Search the entries for the word "block". Copy each line in which it is found.

======== EXERCISE DATA ========

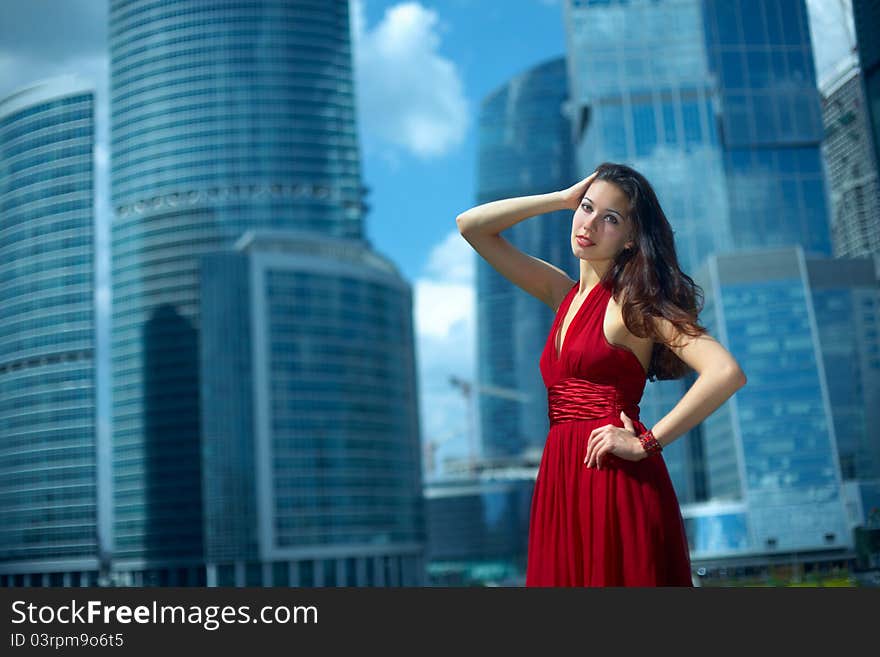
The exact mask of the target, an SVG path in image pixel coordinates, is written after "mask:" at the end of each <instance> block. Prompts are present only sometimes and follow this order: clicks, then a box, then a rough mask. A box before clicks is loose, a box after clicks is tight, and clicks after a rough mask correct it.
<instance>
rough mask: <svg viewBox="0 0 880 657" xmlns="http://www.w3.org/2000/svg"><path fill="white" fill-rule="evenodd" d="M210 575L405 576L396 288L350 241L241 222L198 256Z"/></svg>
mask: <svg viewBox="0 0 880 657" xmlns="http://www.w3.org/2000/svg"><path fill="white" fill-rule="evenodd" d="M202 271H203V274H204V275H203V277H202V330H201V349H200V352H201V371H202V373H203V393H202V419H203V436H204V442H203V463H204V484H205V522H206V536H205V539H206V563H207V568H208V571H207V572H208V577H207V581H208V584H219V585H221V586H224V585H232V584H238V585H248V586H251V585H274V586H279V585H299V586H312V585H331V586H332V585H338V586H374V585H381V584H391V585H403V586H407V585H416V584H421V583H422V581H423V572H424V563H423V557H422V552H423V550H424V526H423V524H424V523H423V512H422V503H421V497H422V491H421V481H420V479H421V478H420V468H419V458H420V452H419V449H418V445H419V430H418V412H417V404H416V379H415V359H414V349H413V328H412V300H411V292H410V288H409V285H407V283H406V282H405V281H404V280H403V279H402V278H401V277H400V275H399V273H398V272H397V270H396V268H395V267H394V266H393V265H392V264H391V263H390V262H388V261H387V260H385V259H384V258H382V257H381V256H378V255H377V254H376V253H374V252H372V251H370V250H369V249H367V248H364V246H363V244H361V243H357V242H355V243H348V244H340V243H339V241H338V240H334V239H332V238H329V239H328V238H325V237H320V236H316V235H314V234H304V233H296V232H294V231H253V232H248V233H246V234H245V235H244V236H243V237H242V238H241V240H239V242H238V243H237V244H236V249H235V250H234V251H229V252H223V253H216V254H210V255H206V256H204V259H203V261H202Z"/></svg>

========
======== EXERCISE DATA ========

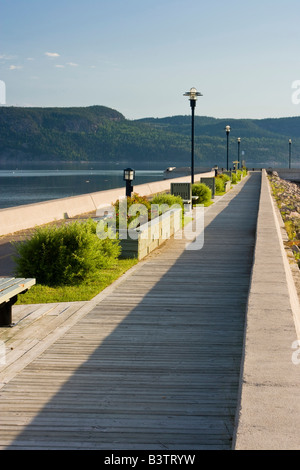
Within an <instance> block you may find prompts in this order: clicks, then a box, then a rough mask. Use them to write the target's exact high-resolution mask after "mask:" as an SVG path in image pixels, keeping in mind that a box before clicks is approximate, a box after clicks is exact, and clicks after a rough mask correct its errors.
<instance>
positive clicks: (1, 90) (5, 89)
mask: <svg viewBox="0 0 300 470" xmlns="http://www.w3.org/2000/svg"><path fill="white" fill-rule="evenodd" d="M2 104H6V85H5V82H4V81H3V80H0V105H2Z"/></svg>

========

YOUR RESPONSE>
The exact mask of the target, an SVG path in image pixel coordinates, is written after "mask:" at the end of each <instance> block. Prompts are present only sometimes and follow this order: clicks, then a box, then a rough mask. A box before clicks is loose, a box after clicks is tight, and clicks after a rough mask correct it.
Within an <instance> block you may find prompts in this order: clicks, then a box, then a rough mask. Use them to write the target's exact high-resolution mask after "mask:" as an SVG path in image pixels, keeping in mind that a box before clicks is approximate, a box after clicks is exact, and clicks after a rough mask correct its errors.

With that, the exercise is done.